— TEXT UNDER STUDY —
▼▼▼

The new proposal appears designed to address some of Iran’s other stated concerns about past European nuclear cooperation offers.

For instance, Iran rejected an August 2005 proposal from the Europeans, complaining that it required Tehran to make short-term concrete concessions in return for vague promises of future rewards.

The new package contains some incentives similar to those described in that offer, but the language committing the six countries to participate is more concrete. For example, the August proposal says that the Europeans would “support” Iran’s acquisition of light-water reactors. But the new proposal’s language is more detailed and includes what appears to be a more-binding commitment.

Addressing another Iranian concern, the proposal says that if Iran complies with the resolution, the Security Council will “suspend discussion” of the nuclear program and will instead leave the matter to the IAEA board. Tehran prefers that the matter be handled by the agency because it lacks the Security Council’s authority to impose wide-ranging demands and penalties.

▲▲▲

— ENTRIES SUPPLIED —
▼▼▼

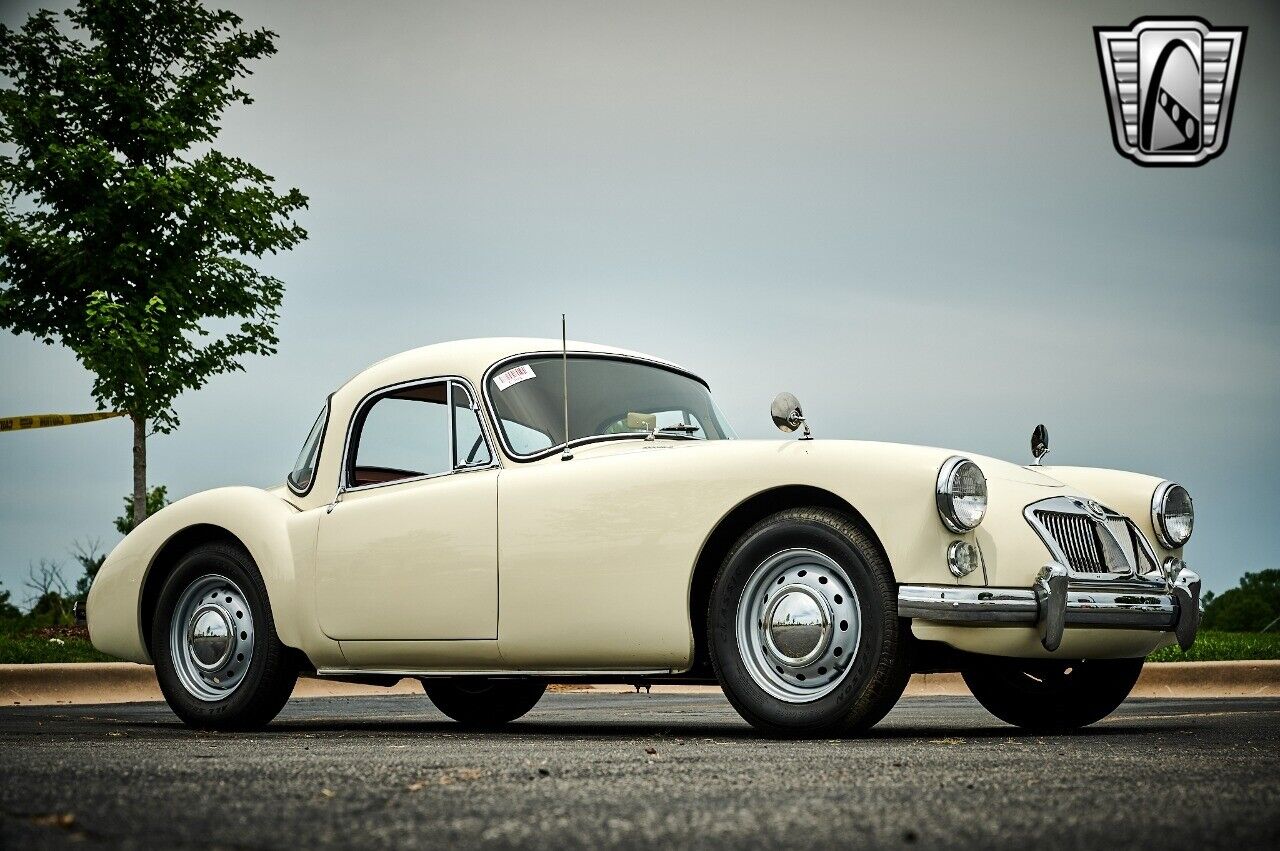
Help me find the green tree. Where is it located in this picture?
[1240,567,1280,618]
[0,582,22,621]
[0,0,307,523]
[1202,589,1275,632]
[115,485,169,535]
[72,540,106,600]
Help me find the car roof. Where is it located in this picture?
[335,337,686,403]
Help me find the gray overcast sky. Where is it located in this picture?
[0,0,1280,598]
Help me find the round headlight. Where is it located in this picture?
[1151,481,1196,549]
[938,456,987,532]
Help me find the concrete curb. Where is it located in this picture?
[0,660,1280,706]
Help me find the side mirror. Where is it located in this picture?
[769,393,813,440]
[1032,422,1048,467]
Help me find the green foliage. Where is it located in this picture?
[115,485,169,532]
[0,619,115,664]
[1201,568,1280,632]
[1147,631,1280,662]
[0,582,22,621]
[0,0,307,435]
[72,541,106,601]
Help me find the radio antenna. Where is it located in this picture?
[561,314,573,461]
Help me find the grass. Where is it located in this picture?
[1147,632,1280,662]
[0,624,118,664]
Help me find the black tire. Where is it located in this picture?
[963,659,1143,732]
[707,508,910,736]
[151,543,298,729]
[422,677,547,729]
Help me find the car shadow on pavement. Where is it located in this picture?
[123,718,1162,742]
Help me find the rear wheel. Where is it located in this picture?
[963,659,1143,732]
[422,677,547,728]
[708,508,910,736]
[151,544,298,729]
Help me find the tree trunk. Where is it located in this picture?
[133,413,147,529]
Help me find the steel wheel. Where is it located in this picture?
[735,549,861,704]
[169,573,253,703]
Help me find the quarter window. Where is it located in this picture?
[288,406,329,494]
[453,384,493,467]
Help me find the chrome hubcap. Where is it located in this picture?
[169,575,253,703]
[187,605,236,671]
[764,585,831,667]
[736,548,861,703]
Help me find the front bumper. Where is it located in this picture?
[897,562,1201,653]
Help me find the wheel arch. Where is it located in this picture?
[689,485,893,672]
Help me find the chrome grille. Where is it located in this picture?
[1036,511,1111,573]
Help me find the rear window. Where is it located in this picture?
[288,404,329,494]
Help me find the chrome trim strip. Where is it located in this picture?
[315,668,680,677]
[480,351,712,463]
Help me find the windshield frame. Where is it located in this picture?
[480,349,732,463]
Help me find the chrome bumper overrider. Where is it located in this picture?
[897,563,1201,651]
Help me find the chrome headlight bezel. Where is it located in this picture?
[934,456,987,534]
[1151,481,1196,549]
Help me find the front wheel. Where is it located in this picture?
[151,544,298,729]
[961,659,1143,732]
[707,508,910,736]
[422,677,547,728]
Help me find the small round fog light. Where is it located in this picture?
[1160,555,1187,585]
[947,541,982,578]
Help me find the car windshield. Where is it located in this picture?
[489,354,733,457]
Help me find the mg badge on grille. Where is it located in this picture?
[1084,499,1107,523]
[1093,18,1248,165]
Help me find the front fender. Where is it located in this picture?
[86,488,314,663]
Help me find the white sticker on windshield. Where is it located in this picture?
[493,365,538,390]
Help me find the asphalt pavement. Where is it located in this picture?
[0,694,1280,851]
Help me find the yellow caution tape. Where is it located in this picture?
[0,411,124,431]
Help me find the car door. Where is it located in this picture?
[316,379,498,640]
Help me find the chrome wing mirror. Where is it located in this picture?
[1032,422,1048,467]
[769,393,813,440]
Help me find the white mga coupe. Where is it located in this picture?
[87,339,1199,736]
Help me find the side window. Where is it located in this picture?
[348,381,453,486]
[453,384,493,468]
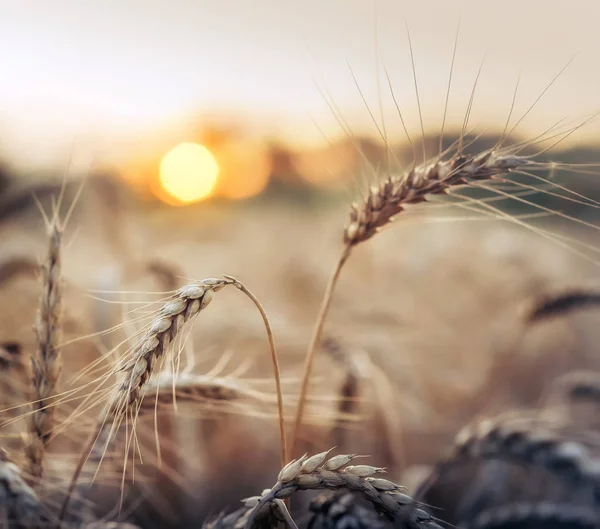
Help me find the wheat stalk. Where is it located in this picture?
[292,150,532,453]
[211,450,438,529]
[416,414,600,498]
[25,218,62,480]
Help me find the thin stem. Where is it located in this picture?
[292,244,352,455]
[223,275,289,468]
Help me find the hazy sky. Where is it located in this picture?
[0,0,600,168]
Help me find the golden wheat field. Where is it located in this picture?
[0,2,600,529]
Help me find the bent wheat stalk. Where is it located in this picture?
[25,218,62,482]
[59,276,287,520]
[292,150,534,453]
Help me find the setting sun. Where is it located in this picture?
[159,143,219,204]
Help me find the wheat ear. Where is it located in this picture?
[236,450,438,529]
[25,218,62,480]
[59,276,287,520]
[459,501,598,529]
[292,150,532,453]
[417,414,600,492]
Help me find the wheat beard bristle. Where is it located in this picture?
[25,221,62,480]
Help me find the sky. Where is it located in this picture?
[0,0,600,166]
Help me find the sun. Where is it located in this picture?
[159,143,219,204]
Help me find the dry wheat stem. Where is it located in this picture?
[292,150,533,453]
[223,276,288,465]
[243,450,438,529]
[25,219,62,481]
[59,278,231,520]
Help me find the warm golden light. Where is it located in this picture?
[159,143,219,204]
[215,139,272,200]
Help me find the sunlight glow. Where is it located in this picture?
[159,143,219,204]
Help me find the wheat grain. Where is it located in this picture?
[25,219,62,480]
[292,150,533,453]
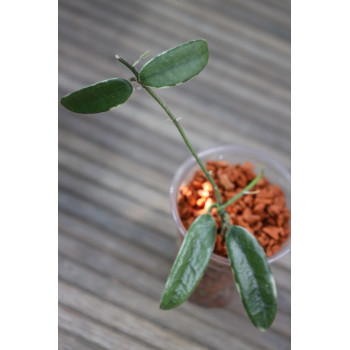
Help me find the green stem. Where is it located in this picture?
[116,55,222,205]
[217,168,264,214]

▲▲▲
▼▼▼

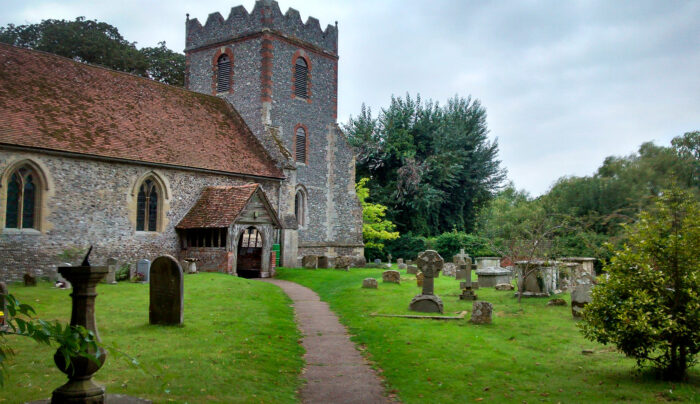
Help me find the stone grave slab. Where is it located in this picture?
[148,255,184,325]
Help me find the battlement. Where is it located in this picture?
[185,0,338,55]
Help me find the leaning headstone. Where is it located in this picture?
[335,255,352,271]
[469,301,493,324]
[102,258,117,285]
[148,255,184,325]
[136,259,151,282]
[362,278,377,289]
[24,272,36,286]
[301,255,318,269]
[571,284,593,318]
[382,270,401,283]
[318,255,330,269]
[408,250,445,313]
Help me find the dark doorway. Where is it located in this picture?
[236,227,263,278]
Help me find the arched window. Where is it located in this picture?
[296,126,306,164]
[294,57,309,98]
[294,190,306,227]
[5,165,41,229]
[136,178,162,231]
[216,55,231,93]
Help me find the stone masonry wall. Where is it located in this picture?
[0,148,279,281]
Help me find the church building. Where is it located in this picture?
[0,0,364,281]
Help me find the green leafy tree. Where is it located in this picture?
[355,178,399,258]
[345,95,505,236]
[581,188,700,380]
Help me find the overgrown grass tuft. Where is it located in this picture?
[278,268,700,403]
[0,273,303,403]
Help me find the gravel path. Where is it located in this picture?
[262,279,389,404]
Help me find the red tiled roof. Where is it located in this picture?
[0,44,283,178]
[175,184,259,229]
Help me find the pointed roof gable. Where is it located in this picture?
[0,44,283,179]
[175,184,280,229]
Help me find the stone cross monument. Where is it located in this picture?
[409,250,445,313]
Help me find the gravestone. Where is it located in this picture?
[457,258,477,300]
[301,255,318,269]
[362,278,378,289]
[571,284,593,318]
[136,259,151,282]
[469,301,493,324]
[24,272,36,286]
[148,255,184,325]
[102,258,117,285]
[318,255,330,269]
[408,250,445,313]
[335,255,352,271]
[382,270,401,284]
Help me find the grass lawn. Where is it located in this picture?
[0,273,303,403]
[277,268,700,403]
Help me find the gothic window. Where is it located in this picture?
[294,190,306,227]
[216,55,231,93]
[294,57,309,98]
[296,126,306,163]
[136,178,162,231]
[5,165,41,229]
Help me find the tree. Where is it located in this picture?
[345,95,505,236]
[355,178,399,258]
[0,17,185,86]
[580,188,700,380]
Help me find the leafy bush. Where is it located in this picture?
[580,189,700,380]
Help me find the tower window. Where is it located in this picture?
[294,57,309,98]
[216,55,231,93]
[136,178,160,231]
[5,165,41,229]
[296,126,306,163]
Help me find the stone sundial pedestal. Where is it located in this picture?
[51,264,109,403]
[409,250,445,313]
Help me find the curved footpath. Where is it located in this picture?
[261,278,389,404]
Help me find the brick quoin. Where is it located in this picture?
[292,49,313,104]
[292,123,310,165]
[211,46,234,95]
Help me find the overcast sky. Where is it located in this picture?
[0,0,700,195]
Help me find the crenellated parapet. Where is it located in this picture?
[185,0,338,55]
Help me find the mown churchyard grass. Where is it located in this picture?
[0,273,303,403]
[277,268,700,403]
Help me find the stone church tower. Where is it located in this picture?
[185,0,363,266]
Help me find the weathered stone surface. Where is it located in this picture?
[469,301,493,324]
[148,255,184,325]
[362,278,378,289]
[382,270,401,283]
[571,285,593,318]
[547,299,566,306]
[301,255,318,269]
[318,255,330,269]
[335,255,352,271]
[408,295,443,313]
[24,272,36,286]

▲▲▲

— WORK REQUEST —
Extend the passage on the new nuclear proposal to Iran, picking up after its last sentence.

— WRITTEN REPLY —
According to press reports and the State Department official, the United States would provide agricultural and telecommunications technology to Iran, as well as remove U.S. restrictions on aircraft manufacturers exporting civil aircraft to the country.

The administration agreed in March 2005 to allow export licenses for spare parts for Iranian civilian aircraft. (See ACT, April 2005.)

Whether and to what extent the package addresses security issues is unclear. A draft version contained a provision for a multilateral dialogue on regional security issues, but at least part of that provision has been removed, the State Department official said.

State Department spokesperson Sean McCormack told reporters June 6 that “ U.S. participation in security guarantees” is “not on the table.”

The United States has offered to discuss Iraqi security issues with Iran, but the two countries have still not agreed to such talks. (See ACT, April 2006.)

New U.S. Policy?

The European countries involved in the talks had been pressuring the United States to talk directly with Iran, arguing that U.S. participation in the talks would be a powerful incentive for Iran to negotiate, the State Department official said.

German Foreign Minister Frank Walter Steinmeier told Der Spiegel June 21 that “ Washington’s participation substantially increases the value of the offer to negotiate, because specific American elements can now be incorporated.”

But whether the Bush administration is willing to negotiate a solution to the nuclear issue with the current Iranian regime remains unclear.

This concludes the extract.